--- PAGE ---
****************
The
bodies of the three teenage girls
murdered by a fellow student at
Heath High School in West
Paducah, Ky., were not yet cold
before the students of the
Christian prayer group that was
shot at announced, "We
forgive you, Mike,"
referring to Michael Carneal, 14,
the murderer.
This
immediate and automatic
forgiveness is not surprising.
Over the past generation, the
idea that a central message of
Christianity is to forgive
everyone who commits evil against
anyone, no matter how great and
cruel and whether or not the
evildoer repents, has been
adopted by much of Christendom.
The
number of examples is almost as
large as the number of heinous
crimes. But one other recent
example stands out. In
August, the pastor at a Martha's
Vineyard church service attended
by the vacationing President
Clinton announced that it was the
the duty of all Christians to
forgive Timothy McVeigh, the
murderer of 168 Americans.
"I invite you to look at a
picture of Timothy McVeigh and
then forgive him," the Rev.
John Miller said in his sermon.
"I have, and I ask you to do
so."
The
pastor acknowledged:
"Considering what he did,
that may be a formidable
task. But it is the one
that we as Christians are asked
to do."
Though I
am a Jew, I believe that a
vibrant Christianity is essential
if America's moral decline is to
be reversed and that despite
theological differences, there is
indeed a Judeo-Christian value
system that has served as the
bedrock of American civilization.
For these reasons I am appalled
and frightened by this feel-good
doctrine of automatic
forgiveness.
This
doctrine undermines the moral
foundations of American
civilization because it advances
the amoral notion that no matter
how much you hurt other people,
millions of your fellow citizens
will immediately forgive you.
This doctrine destroys
Christianity's central moral
tenets about forgiveness - that
forgiveness, even by God, is
contingent on the sinner
repenting, and that it can only
be given to the sinner by the one
against whom he sinned.
These
tenets are unambiguously affirmed
in Luke 17:3-4: "And if your
brother sins against you, rebuke
him; and if he repents, forgive
him. And if seven times of the
day he sins against you, and
seven times of the day turns to
you saying, I repent, you shall
forgive him."
This
flies in the face of what passes
for Christianity these days - the
declaration, often repeated, that
"It is the Christian's duty
to forgive just as Jesus forgave
those who crucified him." Of
course, Jesus asked God to
forgive those who crucified him.
But Jesus never asked God to
forgive those who had crucified
thousands of other innocent
people - presumably because he
recognized that no one has the
moral right to forgive evil done
to others.
You and
I have no right, religiously or
morally, to forgive Timothy
McVeigh or Michael Carneal; only
those they sinned against have
that right - and those they
murdered are dead and therefore
cannot forgive them. (Indeed,
that is why I believe that humans
cannot forgive a murderer.)
****************
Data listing
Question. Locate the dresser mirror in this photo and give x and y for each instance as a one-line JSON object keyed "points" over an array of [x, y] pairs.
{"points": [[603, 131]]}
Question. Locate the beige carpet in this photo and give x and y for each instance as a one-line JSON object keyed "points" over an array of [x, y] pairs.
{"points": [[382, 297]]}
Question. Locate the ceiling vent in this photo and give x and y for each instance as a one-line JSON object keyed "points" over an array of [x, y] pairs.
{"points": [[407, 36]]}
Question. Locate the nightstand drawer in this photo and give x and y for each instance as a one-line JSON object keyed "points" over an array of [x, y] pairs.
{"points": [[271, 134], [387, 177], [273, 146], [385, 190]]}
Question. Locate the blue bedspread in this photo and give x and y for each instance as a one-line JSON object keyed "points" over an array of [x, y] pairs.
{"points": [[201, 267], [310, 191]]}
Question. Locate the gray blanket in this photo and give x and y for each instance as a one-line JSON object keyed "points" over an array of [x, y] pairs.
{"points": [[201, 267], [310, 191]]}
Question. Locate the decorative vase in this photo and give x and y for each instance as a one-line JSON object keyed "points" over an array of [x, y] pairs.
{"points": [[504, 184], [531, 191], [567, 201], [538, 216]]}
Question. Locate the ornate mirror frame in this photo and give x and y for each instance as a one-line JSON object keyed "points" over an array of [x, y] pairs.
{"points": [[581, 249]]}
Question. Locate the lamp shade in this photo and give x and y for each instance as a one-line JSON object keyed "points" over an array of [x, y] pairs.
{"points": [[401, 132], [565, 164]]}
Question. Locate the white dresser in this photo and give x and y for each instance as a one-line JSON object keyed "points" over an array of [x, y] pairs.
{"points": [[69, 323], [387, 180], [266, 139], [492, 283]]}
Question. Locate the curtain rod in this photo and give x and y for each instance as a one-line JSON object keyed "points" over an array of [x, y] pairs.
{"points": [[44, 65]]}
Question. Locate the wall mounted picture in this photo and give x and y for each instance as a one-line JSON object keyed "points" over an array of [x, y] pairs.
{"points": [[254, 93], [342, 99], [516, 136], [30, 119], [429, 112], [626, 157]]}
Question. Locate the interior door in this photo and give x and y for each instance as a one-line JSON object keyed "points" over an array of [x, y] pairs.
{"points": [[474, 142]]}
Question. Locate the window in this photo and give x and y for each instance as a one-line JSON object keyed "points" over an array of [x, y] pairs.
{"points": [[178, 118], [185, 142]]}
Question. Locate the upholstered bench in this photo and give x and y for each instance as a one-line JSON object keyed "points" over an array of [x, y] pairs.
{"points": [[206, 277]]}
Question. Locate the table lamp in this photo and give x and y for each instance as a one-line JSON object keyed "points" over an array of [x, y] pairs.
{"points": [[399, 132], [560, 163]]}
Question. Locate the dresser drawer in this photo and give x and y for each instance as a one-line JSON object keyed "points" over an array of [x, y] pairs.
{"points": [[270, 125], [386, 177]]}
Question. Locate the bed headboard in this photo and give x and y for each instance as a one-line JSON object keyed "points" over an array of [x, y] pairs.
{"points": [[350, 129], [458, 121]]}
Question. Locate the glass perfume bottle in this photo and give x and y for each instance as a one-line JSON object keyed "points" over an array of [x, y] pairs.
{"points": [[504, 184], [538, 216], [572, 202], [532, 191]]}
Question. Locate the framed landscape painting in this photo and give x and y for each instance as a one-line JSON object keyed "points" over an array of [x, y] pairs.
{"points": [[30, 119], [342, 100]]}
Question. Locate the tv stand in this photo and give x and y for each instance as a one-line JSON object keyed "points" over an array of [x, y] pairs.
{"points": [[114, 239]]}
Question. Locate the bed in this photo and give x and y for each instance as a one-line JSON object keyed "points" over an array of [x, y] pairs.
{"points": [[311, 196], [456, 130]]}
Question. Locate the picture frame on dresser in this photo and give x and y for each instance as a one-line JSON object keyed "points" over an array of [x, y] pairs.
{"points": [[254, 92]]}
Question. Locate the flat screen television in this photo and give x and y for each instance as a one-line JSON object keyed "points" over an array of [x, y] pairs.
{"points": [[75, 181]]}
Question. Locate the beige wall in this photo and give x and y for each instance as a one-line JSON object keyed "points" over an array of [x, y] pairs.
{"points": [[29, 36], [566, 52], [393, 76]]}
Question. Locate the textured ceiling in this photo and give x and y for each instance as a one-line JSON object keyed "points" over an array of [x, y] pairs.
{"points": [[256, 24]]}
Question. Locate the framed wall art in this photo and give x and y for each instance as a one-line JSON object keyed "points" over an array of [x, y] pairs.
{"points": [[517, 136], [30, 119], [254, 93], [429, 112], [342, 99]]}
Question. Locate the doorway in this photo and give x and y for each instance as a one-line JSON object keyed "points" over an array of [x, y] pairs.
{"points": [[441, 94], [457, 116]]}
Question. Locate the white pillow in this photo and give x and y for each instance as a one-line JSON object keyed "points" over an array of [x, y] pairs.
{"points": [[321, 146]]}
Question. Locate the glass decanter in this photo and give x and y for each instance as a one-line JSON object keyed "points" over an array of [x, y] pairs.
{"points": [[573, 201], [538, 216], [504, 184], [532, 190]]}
****************
--- WHAT YOU WILL DO ---
• 1. Please extract everything from "For these reasons" down to "immediately forgive you." in the essay on forgiveness.
• 2. In the essay on forgiveness, condense the paragraph that begins "This doctrine undermines the moral foundations" into a shorter version that keeps its main points.
• 3. Write what comes next in the essay on forgiveness, picking up after its last sentence.

--- RESULTS FOR EACH TASK ---
• 1.
For these reasons I am appalled
and frightened by this feel-good
doctrine of automatic
forgiveness.
This
doctrine undermines the moral
foundations of American
civilization because it advances
the amoral notion that no matter
how much you hurt other people,
millions of your fellow citizens
will immediately forgive you.

• 2. The doctrine weakens the moral foundations of American civilization by suggesting that, however badly you hurt people, millions of fellow citizens will forgive you at once. It also destroys Christianity's central teachings on forgiveness: that even God forgives only a sinner who repents, and that only the person sinned against can grant forgiveness.

• 3.
If we are automatically forgiven
no matter what we do - even if we
do not repent, why repent? In
fact, if we forgive everybody for
all the evil they do to anybody,
God and his forgiveness are
entirely unnecessary. Those who
forgive all evil done to others
have substituted themselves for
God.
When
confronted with such arguments,
some callers to my radio show
offered another defense:
"The students were not
forgiving Carneal for murdering
the three students," these
callers argued, "they were
forgiving him for the pain he
caused them." Let us
summarize this argument: You
murder my classmates, and the
next day I announce that I
forgive you for the pain you
caused me! That such
self-centered thinking
masquerades as a religious ideal
is a good example of the moral
disarray in much of religious
life.
Some
people have a more sophisticated
defense of the
forgive-everyone-everything
doctrine: Victims should be
encouraged to forgive all evil
done to them because doing so is
psychologically healthy. It
brings "closure." This,
too, is selfishness masquerading
as idealism: "Though you do
not deserve to be forgiven, and
though you may not even be sorry,
I forgive you because I want to
feel better."
The rise
of the theology of automatic
"forgiveness" is only
one more sign of the decline of
traditional religiosity and
morality. As Yale Prof.
David Gelernter, who was severely
injured by the Unabomber, notes
in his thoughtful recent book,
"Drawing Life," the
1960's made making moral
judgments the greatest sin.
He points out that none of his
pre-1975 dictionaries contains
the word
"judgmental."
Today, judging evil is widely
considered worse than doing evil.
Until
West Paducah, I believed that
Christians will lead America's
moral renaissance. Though I still
believe that - many Christians
are repulsed by the
demoralization and dumbing down
of religion - the day those
students, with the support of
their school administration, hung
out that sign I became less
sanguine. If young Christians
have inherited more values from
the '60s culture than from their
religion, where can we look for
help?
Mr.
Prager, host of a daily radio
talk show in Los Angeles, is the
author of "Happiness is a
Serious Problem," from
Harper Collins.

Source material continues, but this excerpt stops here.